The geology of place

Like Isaura, Italo Calvino’s city of a thousand wells (Calvino 1974:19), Johannesburg’s visible landscape is conditioned by an invisible one. Under the low, parallel, east-west running ridges which make up its visible topography, lie layer upon layer of sedimentary rock. These include pebbly layers or conglomerates containing gold in abnormally high concentrations (Mendelsohn and Potgieter 1986).
In 1886, while building a house for a friend, Mr George Harrison, a builder by trade, made the first discovery of gold, in an outcrop of conglomerate lying close to the surface. Within a matter of days, 9 farms were declared public diggings, prospectors flocked to the site and the mining of the world’s richest gold reserves began.
Early miners found gold containing ore close to the surface in long outcrops, known as reefs, running east west along the valley floor. Mined in shallow trenches, these outcrops were soon exhausted. It became necessary to get down to deeper strata of conglomerate which fell away sharply to the south west. Shafts were sunk to the south of the first reefs and deep level mining began. In the process, unexpected difficulties presented themselves - deep level mining needed vast amounts of capital. It required machinery, water, infrastructure. It was also labour intensive, requiring large reserves of unskilled labour. Ore brought to the surface required elaborate machinery and chemical processing to extract the gold (Department of Mines 1959).
These difficulties and the measures taken to overcome them constructed the early contours of the city of gold. Shafts were sunk and new mines opened. The subterranean landscape was surveyed and mapped. Mining headgear, ore dumps, battery stamps, reduction works, slimes dams, railway lines, traced this underground geography onto the surface of the earth. Ridges and valleys were translated into a churning metallurgical landscape. Syndicates, consolidations and new financial institutions sprang up to bankroll mining operations. The grid of the city was laid out on a triangular piece of land between farm portions. Mining compounds, municipal locations and slumyards spread around its edges. The city soon became one of the world’s richest and most rapidly growing centres, attracting a global network of interest and capital.

--- DATA ---

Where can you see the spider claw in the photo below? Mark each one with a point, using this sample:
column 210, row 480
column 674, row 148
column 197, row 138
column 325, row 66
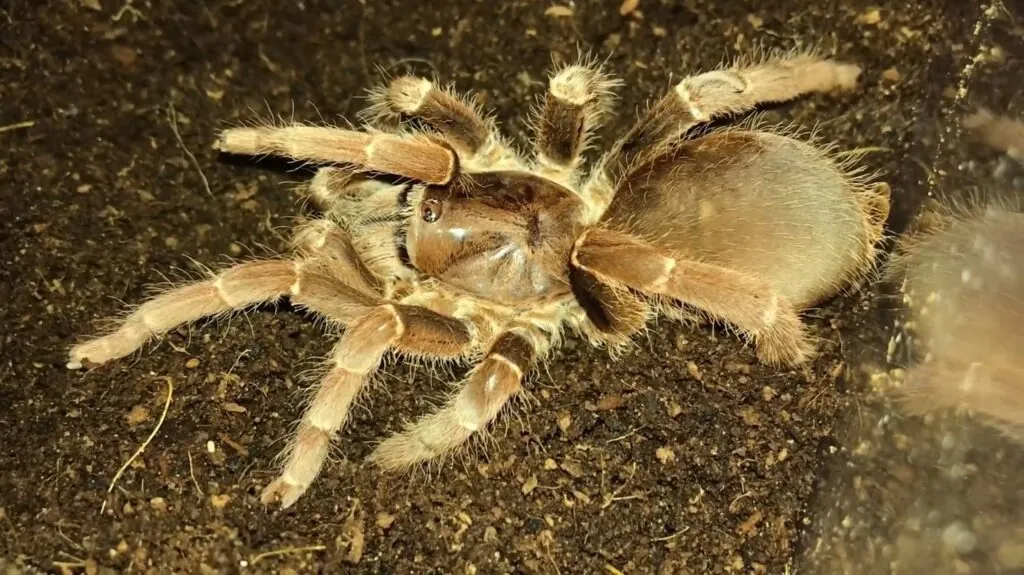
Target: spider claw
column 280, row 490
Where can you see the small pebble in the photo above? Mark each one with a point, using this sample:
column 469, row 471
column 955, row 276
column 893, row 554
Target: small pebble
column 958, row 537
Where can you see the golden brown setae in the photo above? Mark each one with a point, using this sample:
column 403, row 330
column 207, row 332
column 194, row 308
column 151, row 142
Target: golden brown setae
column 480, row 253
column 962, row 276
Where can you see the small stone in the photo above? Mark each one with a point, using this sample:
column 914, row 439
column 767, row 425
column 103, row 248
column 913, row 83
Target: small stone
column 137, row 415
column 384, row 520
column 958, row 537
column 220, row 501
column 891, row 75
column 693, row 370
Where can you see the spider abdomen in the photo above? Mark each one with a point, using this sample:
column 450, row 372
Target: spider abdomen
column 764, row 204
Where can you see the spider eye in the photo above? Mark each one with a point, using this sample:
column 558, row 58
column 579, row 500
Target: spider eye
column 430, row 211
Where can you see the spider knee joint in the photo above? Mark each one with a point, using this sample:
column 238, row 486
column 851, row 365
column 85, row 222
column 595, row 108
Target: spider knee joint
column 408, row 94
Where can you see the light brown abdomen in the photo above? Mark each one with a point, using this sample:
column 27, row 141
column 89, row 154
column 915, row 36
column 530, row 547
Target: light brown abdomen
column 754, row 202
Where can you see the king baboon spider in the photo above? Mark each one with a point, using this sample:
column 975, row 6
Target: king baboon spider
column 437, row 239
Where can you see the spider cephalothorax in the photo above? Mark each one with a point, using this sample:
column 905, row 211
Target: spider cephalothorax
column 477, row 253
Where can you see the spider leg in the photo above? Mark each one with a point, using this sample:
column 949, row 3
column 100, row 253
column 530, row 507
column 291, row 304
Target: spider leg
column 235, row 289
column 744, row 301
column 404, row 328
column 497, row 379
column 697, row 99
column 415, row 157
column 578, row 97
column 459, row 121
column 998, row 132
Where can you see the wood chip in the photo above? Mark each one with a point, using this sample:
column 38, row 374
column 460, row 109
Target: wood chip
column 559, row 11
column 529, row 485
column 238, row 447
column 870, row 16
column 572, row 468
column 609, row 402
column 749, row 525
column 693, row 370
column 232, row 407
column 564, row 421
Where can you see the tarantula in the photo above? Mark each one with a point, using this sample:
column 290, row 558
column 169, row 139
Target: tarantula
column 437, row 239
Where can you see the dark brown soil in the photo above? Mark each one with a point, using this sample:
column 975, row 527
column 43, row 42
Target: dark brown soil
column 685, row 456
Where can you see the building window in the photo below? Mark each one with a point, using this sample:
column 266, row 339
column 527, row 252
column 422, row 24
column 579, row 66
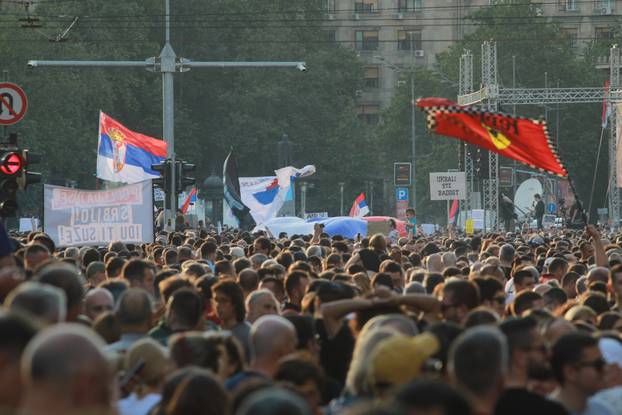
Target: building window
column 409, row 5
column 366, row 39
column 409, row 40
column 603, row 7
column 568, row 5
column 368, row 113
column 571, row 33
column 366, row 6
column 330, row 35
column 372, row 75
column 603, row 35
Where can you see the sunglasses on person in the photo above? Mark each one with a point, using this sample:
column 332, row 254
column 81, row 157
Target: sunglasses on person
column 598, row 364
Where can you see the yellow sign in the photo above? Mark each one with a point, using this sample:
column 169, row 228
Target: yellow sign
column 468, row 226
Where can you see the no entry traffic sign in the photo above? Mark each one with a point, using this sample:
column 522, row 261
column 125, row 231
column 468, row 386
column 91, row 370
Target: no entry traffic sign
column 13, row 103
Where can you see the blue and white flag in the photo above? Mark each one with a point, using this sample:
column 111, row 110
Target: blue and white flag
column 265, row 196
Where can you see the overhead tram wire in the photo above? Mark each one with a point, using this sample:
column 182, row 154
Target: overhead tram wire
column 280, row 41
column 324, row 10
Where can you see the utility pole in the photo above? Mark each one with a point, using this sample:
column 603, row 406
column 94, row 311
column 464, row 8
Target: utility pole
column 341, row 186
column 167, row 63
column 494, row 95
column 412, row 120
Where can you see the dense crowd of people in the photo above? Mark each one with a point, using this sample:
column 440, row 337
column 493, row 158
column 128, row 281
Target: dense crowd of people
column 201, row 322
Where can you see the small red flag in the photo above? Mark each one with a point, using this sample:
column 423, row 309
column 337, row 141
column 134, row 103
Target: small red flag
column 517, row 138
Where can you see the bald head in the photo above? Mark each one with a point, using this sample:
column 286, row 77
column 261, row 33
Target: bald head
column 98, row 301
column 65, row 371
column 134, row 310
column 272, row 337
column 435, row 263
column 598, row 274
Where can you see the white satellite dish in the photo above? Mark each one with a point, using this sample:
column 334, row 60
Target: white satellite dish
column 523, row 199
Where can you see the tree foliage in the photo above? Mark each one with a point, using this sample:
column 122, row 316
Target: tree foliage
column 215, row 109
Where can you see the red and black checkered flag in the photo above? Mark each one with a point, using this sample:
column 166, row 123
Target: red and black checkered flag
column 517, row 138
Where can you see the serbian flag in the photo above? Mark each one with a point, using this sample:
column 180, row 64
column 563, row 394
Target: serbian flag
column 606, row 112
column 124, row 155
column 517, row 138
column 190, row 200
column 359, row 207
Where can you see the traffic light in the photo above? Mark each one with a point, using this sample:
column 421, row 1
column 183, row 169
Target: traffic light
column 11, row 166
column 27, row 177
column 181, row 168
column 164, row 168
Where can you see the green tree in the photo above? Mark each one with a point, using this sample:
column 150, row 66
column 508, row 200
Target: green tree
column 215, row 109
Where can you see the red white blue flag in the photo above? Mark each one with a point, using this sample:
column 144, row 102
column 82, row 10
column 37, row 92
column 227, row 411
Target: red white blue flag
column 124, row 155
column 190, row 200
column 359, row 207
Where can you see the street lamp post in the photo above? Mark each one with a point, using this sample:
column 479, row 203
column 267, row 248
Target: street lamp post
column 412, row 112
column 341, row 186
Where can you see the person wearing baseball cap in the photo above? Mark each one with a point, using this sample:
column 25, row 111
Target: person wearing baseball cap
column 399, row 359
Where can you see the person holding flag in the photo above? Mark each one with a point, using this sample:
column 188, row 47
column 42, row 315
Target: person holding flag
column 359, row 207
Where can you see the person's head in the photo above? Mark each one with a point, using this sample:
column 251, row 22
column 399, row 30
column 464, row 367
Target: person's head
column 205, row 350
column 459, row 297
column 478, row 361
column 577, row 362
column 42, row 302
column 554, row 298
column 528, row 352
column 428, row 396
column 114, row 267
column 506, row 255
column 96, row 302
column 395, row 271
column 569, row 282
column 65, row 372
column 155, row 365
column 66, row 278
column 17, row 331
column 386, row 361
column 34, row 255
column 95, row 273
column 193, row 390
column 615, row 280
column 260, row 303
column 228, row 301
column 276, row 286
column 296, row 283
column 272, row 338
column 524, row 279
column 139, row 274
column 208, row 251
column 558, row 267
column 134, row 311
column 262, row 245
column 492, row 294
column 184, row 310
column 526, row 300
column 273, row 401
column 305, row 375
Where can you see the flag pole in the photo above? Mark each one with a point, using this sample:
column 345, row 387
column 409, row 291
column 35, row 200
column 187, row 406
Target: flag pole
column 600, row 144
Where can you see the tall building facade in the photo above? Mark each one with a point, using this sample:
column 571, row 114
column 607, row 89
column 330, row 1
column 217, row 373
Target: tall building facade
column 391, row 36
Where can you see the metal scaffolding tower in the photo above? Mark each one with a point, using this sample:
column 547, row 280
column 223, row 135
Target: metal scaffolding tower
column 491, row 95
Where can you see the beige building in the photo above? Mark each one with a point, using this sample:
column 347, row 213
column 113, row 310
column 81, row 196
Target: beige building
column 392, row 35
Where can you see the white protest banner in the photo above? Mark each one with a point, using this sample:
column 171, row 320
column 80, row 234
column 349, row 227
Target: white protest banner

--- WORK REQUEST A ---
Answer these questions from the Johannesburg geology text:
(i) What was George Harrison's trade?
(ii) How many farms were declared public diggings within days of the first gold discovery?
(iii) In what direction did the deeper strata of conglomerate fall away sharply?
--- WORK REQUEST B ---
Can you copy the stretch of the Johannesburg geology text from "The geology of" through "and Potgieter 1986)." word for word?

--- YOUR RESPONSE A ---
(i) He was a builder.
(ii) 9 farms.
(iii) To the south west.

--- YOUR RESPONSE B ---
The geology of place

Like Isaura, Italo Calvino’s city of a thousand wells (Calvino 1974:19), Johannesburg’s visible landscape is conditioned by an invisible one. Under the low, parallel, east-west running ridges which make up its visible topography, lie layer upon layer of sedimentary rock. These include pebbly layers or conglomerates containing gold in abnormally high concentrations (Mendelsohn and Potgieter 1986).